[Listing]
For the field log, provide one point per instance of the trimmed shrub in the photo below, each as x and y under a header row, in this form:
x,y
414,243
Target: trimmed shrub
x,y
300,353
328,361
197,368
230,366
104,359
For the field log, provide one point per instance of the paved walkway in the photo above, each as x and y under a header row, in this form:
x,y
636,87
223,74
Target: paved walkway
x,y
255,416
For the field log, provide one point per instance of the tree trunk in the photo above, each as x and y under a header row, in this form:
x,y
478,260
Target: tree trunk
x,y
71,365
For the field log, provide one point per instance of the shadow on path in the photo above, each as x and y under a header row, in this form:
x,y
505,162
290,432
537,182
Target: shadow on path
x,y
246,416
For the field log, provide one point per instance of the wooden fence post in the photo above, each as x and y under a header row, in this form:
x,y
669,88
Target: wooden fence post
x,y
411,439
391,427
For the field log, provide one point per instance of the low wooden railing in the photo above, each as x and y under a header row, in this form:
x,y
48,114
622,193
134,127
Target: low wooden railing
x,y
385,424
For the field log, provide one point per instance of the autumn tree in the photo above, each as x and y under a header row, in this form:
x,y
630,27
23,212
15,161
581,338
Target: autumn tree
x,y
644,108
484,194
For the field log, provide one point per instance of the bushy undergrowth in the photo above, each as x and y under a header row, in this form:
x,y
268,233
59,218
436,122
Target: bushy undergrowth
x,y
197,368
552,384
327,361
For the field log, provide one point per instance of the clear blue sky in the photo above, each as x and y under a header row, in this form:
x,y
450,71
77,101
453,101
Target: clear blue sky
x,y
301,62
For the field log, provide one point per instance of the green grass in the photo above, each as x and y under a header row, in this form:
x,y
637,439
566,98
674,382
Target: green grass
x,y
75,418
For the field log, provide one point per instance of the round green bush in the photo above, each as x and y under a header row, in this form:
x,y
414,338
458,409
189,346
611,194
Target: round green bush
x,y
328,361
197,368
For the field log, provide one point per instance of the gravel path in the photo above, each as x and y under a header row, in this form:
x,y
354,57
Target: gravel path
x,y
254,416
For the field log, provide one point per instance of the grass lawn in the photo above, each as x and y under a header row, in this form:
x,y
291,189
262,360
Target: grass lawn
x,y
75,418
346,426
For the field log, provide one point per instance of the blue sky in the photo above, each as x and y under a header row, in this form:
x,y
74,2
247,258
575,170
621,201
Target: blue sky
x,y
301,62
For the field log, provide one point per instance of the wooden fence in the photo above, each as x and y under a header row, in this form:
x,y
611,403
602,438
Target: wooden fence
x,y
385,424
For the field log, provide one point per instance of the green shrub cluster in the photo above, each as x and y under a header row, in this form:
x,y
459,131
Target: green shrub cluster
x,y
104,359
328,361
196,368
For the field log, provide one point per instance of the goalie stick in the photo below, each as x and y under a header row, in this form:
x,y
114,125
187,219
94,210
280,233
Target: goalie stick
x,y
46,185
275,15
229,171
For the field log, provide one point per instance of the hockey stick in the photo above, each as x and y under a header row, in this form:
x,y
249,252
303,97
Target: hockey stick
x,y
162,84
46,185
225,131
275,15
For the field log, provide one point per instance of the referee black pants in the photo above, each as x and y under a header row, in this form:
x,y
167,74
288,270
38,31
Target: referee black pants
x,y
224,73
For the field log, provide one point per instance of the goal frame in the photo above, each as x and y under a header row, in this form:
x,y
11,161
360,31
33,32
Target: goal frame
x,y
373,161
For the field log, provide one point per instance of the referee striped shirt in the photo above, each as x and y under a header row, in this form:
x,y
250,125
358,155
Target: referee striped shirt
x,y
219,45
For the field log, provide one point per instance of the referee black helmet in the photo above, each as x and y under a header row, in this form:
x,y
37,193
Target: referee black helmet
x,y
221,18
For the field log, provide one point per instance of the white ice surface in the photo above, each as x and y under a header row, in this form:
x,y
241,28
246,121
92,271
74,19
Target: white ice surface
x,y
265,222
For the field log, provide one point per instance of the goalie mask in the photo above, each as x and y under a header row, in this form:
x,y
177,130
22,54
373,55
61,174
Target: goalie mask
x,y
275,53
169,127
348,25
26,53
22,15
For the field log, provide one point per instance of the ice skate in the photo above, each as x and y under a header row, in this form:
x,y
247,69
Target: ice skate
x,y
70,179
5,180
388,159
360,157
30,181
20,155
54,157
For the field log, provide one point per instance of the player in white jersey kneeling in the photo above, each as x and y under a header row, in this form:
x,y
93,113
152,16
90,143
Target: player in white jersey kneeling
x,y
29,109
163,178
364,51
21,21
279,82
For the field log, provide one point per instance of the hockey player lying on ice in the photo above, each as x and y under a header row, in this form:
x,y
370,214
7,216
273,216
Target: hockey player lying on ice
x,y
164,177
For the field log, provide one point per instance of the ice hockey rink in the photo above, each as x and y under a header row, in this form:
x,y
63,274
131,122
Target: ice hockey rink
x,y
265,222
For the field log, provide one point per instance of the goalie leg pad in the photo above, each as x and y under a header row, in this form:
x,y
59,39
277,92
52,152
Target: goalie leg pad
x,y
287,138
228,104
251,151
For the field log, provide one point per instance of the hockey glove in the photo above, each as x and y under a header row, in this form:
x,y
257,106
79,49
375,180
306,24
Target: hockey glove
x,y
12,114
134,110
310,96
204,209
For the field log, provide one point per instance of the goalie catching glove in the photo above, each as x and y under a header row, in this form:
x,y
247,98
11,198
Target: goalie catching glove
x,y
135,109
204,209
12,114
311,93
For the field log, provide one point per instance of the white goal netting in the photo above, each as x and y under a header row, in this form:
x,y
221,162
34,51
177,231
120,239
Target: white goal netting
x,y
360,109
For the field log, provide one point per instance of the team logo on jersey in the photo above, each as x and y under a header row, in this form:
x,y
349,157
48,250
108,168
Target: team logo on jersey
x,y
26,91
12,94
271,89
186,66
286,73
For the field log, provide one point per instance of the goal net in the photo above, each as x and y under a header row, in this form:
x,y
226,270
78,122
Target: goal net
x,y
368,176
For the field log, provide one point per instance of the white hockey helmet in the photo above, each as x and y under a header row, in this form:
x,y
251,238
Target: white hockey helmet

[What is asked]
Put every line of the records above into a numbered list, leaving out any blank lines.

[Reply to the exercise]
1. For the field log, provide one point per instance of the trimmed shrub in the photo below, each as x and y under a header row, in this form:
2. x,y
3. 414,243
4. Target: trimmed shrub
5. x,y
6. 300,353
7. 328,361
8. 197,368
9. 230,366
10. 104,359
11. For the field log, provide one point per instance of the paved walkway in the photo above, each as x and y under a header row, in this form:
12. x,y
13. 636,87
14. 223,74
15. Target: paved walkway
16. x,y
17. 255,416
18. For the field log, provide one point per instance of the tree trunk in the photo above, each as x and y under a header row, in this form:
19. x,y
20. 478,260
21. Target: tree trunk
22. x,y
23. 71,365
24. For the field log, provide one point per instance of the shadow on path in the photo above, each as x and y under a header row, in this form:
25. x,y
26. 505,162
27. 290,432
28. 537,182
29. Target: shadow on path
30. x,y
31. 246,416
32. For the field log, provide one point per instance of the wooden fence post in the photo above, each as x and y under a header row, in this form:
33. x,y
34. 669,88
35. Target: wooden fence post
36. x,y
37. 411,439
38. 391,427
39. For the field log, provide one point per instance of the low wooden railing in the photo above, each as x and y under a header row, in this form:
40. x,y
41. 48,114
42. 622,193
43. 134,127
44. Target: low wooden railing
45. x,y
46. 385,424
47. For the field log, provide one point per instance of the autumn tree in the photo above, each as x and y under a header row, in this form:
48. x,y
49. 630,27
50. 23,212
51. 15,161
52. 581,338
53. Target: autumn tree
54. x,y
55. 644,108
56. 484,194
57. For the field log, provide one point per instance of the bushy undergrowth in the photo above, each as x and y under a header row, in this form:
58. x,y
59. 268,233
60. 59,218
61. 436,122
62. Target: bushy undergrowth
63. x,y
64. 197,368
65. 552,384
66. 327,361
67. For the field log, provide one point per instance of the clear blue sky in the photo above, each as x and y under a header row, in this form:
68. x,y
69. 450,71
70. 77,101
71. 453,101
72. Target: clear blue sky
73. x,y
74. 301,62
75. For the field log, provide one point per instance of the green grass in the photo above, each as x and y under a header row, in this form:
76. x,y
77. 637,439
78. 566,98
79. 674,382
80. Target: green grass
81. x,y
82. 75,418
83. For the field log, provide one point per instance of the round green bush in the photo above, each as x and y under a header row, in this form:
84. x,y
85. 414,338
86. 458,409
87. 189,346
88. 611,194
89. Target: round green bush
90. x,y
91. 328,361
92. 197,368
93. For the field log, provide one point per instance of the gravel path in the photo above, each as x and y under a header row, in this form:
94. x,y
95. 354,57
96. Target: gravel path
97. x,y
98. 254,416
99. For the field log, provide one point per instance of the grass lawn in the photo above, each as x and y under a header row, in this form:
100. x,y
101. 291,189
102. 262,360
103. Target: grass lawn
104. x,y
105. 75,418
106. 346,426
107. For the field log, provide one point per instance of the blue sky in the photo above, each as x and y under a header row, in this form:
108. x,y
109. 74,2
110. 247,258
111. 575,170
112. 621,201
113. Target: blue sky
114. x,y
115. 301,62
116. For the field log, provide one point per instance of the wooden fence in the photo above, each as x and y under a header row, in this form:
117. x,y
118. 611,403
119. 602,438
120. Target: wooden fence
121. x,y
122. 385,424
123. For the field log, provide one point per instance of the green shrub cluster in the photo above, each as x and y under a header row, in this form:
124. x,y
125. 459,131
126. Target: green shrub cluster
127. x,y
128. 104,359
129. 328,361
130. 196,368
131. For the field log, provide one point per instance of the goalie stick in the photo below, each as x and y under a header row, in this form:
132. x,y
133. 114,125
134. 187,219
135. 94,210
136. 280,233
137. Target: goalie stick
138. x,y
139. 46,185
140. 275,15
141. 229,171
142. For the field log, provide one point per instance of the hockey stick in the photo above, each as x and y under a header row, in this form:
143. x,y
144. 249,252
145. 303,97
146. Target: hockey stick
147. x,y
148. 162,84
149. 46,185
150. 225,131
151. 275,15
152. For the field log, provide one point per instance of the referee black pants in the photo above, each as x and y under a header row, in this form:
153. x,y
154. 167,74
155. 288,270
156. 38,31
157. Target: referee black pants
158. x,y
159. 224,73
160. For the field log, provide one point per instance of the goal frame in the photo above, each as x and y under a header row, in this form:
161. x,y
162. 11,161
163. 360,31
164. 33,32
165. Target: goal frame
166. x,y
167. 373,161
168. For the field log, provide one point per instance of the referee striped shirt in the photo above, each as x and y under a header row, in this form:
169. x,y
170. 250,125
171. 358,155
172. Target: referee striped shirt
173. x,y
174. 219,45
175. For the field log, provide one point per instance of the referee black helmet in the photo above, each as x and y under a header row, in this form:
176. x,y
177. 37,193
178. Target: referee black helmet
179. x,y
180. 221,18
181. For the field log, provide one point per instance of the white ice surface in the photo above, each as x and y under a header row, in this form:
182. x,y
183. 241,28
184. 246,121
185. 92,271
186. 74,19
187. Target: white ice surface
188. x,y
189. 265,222
190. For the field log, provide one point per instance of the goalie mask in the photo above, each as x and y under a header row, in this form:
191. x,y
192. 177,130
193. 22,54
194. 373,55
195. 61,174
196. Target: goalie mask
197. x,y
198. 275,53
199. 169,127
200. 348,25
201. 26,53
202. 22,15
203. For the field log, provide one point per instance of the ice skate in the photo above, each as x and y under a header row, in this form:
204. x,y
205. 247,69
206. Target: ice skate
207. x,y
208. 70,179
209. 5,180
210. 388,159
211. 360,157
212. 30,181
213. 20,155
214. 54,157
215. For the field log, provide one point per instance of the player in white jersey kneeling in the photo above, each as x and y under a header row, in this form:
216. x,y
217. 93,113
218. 152,16
219. 90,143
220. Target: player in white jersey kneeling
221. x,y
222. 29,109
223. 163,178
224. 364,51
225. 21,21
226. 279,82
227. For the field log, provide one point per instance of the hockey player lying on ice in the photo above, each as x and y under a header row, in this form:
228. x,y
229. 370,214
230. 7,216
231. 273,216
232. Target: hockey player lying on ice
233. x,y
234. 164,177
235. For the field log, provide one point per instance of the ice hockey rink in the photo above, each as x and y under a header row, in this form:
236. x,y
237. 63,274
238. 131,122
239. Target: ice hockey rink
240. x,y
241. 265,222
242. For the field log, provide one point per instance of the goalie leg pad in the photo above, each as x and y under a header row, in this form:
243. x,y
244. 59,39
245. 277,92
246. 52,152
247. Target: goalie leg pad
248. x,y
249. 287,138
250. 228,104
251. 251,151
252. For the field log, provide one point per instance of the hockey glove in the photo above, each as x and y under a header row, in this form:
253. x,y
254. 257,106
255. 79,49
256. 375,180
257. 306,24
258. Target: hockey glove
259. x,y
260. 12,114
261. 134,110
262. 310,96
263. 204,209
264. For the field log, provide one point per instance of the goalie catching glove in the photo above, each as x and y under a header row, in this form:
265. x,y
266. 247,98
267. 11,198
268. Target: goalie catching glove
269. x,y
270. 135,109
271. 204,209
272. 12,114
273. 311,93
274. For the field log, provide one point per instance of the white goal netting in the photo above, each as x and y under a header row, in this form:
275. x,y
276. 221,162
277. 34,51
278. 177,231
279. 120,239
280. Target: white goal netting
281. x,y
282. 360,109
283. For the field log, provide one point per instance of the team logo on jersey in the photo above, each as x and y under a header row, in this form:
284. x,y
285. 349,157
286. 48,250
287. 108,168
288. Target: team logo on jersey
289. x,y
290. 26,91
291. 12,94
292. 271,89
293. 186,66
294. 286,73
295. For the field log, provide one point per instance of the goal net in the photo above, each as x and y under a header row, in this form:
296. x,y
297. 226,270
298. 78,122
299. Target: goal net
300. x,y
301. 368,176
302. For the field log, provide one point per instance of the white hockey helmet in the photo above, each as x and y under a header row, in this form:
303. x,y
304. 251,238
305. Target: white hockey helmet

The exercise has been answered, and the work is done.